_Exercise description_
Copy out the mailing-list reply about the cost of keeping PHP's backtick operator, word for word and in full.

_Provided passage_
On Tue, Oct 8, 2019 at 2:11 PM Stanislav Malyshev <smalys...@gmail.com>
wrote:

> Hi!
>
> > When evaluating the _unique_ cost of migrating legacy code, it should be
> balanced with the _continual_ cost of keeping the feature. That includes:
> >
> > * People wondering what that strange syntax does, or, worse, mistaking
> it with a variation of string literal.
> > * Difficulty to search occurrences of `shell_exec`.
> > * People trying to deactivate functions executing external programs
> (such as `shell_exec`) using the "disable_function" ini directive,
> wondering how to deactivate the backtick operator (since there is no
> `disable_operator` directive).
>
> These are not costs, since "people wondering" does not cost anybody
> anything. People are free to wonder about anything, it's not a cost on
> existing users on PHP. If those people are interested in learning
> something, they'd read the manual and know. If they don't, they can keep
> wondering, it's not an argument for anything.

_Dataset excerpt_
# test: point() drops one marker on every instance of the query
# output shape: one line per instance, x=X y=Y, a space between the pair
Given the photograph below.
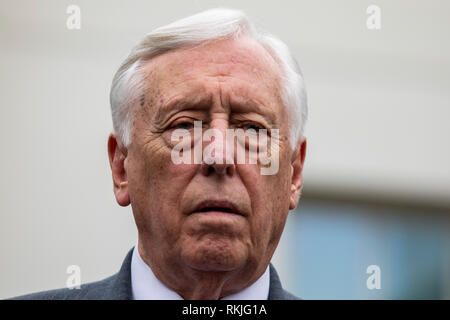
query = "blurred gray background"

_Output of the exercise_
On Tue, Oct 8, 2019 at 2:11 PM Stanislav Malyshev <smalys...@gmail.com>
wrote:

> Hi!
>
> > When evaluating the _unique_ cost of migrating legacy code, it should be
> balanced with the _continual_ cost of keeping the feature. That includes:
> >
> > * People wondering what that strange syntax does, or, worse, mistaking
> it with a variation of string literal.
> > * Difficulty to search occurrences of `shell_exec`.
> > * People trying to deactivate functions executing external programs
> (such as `shell_exec`) using the "disable_function" ini directive,
> wondering how to deactivate the backtick operator (since there is no
> `disable_operator` directive).
>
> These are not costs, since "people wondering" does not cost anybody
> anything. People are free to wonder about anything, it's not a cost on
> existing users on PHP. If those people are interested in learning
> something, they'd read the manual and know. If they don't, they can keep
> wondering, it's not an argument for anything.